What is required: Copy out the lines from the start of the records through the line containing "positive clicks: (621, 153) (601, 150)", inclusive, keeping every character unchanged and leaving the pictures out of your answer.

(Extracted records)
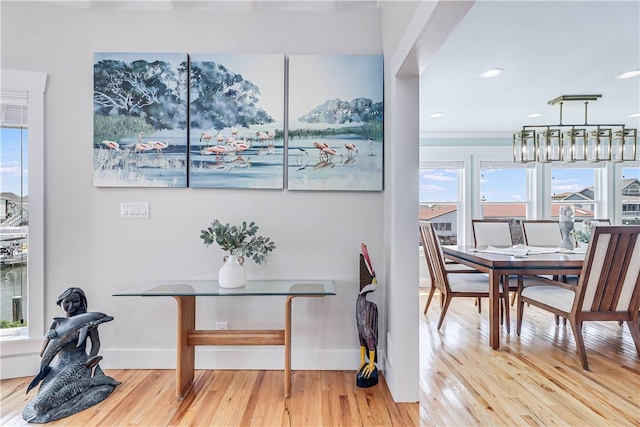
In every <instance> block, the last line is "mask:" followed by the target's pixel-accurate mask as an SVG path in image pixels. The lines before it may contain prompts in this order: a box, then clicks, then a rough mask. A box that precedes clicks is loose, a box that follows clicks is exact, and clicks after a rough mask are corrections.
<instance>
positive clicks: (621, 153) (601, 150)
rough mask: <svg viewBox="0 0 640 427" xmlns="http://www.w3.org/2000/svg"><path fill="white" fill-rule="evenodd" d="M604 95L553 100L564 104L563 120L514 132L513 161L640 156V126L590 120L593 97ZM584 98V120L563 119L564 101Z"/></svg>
mask: <svg viewBox="0 0 640 427" xmlns="http://www.w3.org/2000/svg"><path fill="white" fill-rule="evenodd" d="M600 97H602V95H562V96H559V97H557V98H555V99H552V100H551V101H549V104H550V105H556V104H560V123H559V124H557V125H525V126H523V127H522V130H520V131H518V132H515V133H514V134H513V161H514V162H515V163H529V162H541V163H550V162H565V163H573V162H578V161H586V162H600V161H610V162H626V161H634V160H636V156H637V149H636V145H637V140H638V130H637V129H629V128H625V127H624V125H620V124H618V125H610V124H589V123H588V120H587V108H588V105H589V101H597V100H598V98H600ZM573 101H583V102H584V124H580V125H577V124H576V125H566V124H563V123H562V104H563V103H564V102H573Z"/></svg>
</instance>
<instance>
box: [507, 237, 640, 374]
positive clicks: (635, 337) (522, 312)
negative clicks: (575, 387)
mask: <svg viewBox="0 0 640 427" xmlns="http://www.w3.org/2000/svg"><path fill="white" fill-rule="evenodd" d="M639 234H640V226H598V227H595V228H594V231H593V235H592V237H591V240H590V242H589V246H588V247H587V253H586V255H585V261H584V265H583V267H582V271H581V273H580V279H579V280H578V284H577V286H574V285H570V284H567V283H564V282H559V281H555V280H548V279H542V278H538V279H537V280H539V281H542V282H543V283H544V285H542V286H530V287H526V288H520V289H519V293H518V311H517V333H518V335H520V331H521V328H522V318H523V312H524V305H525V303H528V304H531V305H534V306H536V307H539V308H542V309H544V310H547V311H550V312H552V313H554V314H556V315H559V316H562V317H564V318H566V319H568V320H569V322H570V324H571V329H572V331H573V335H574V337H575V341H576V347H577V349H578V355H579V356H580V361H581V362H582V367H583V369H584V370H586V371H588V370H589V363H588V362H587V354H586V350H585V346H584V340H583V338H582V324H583V323H584V322H586V321H617V322H621V321H624V322H626V323H627V325H628V327H629V331H630V332H631V337H632V338H633V342H634V344H635V346H636V351H637V352H638V356H640V326H639V325H638V309H639V307H640V241H639V239H638V235H639Z"/></svg>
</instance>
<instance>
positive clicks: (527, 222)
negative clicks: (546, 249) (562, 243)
mask: <svg viewBox="0 0 640 427" xmlns="http://www.w3.org/2000/svg"><path fill="white" fill-rule="evenodd" d="M522 232H523V234H524V243H525V245H527V246H549V247H558V246H559V245H560V242H561V241H562V232H560V226H559V224H558V221H554V220H551V219H537V220H524V221H522Z"/></svg>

Output of the exercise:
In every <instance> block, the last line is "mask:" followed by the target's pixel-accurate mask as an SVG path in image pixels. The lines before it may contain prompts in this order: a box, then clicks, then a rough mask. A box that precedes clicks is loose, a box that follows clicks is exact, and clicks after a rough mask are corrections.
<instance>
positive clicks: (621, 153) (601, 150)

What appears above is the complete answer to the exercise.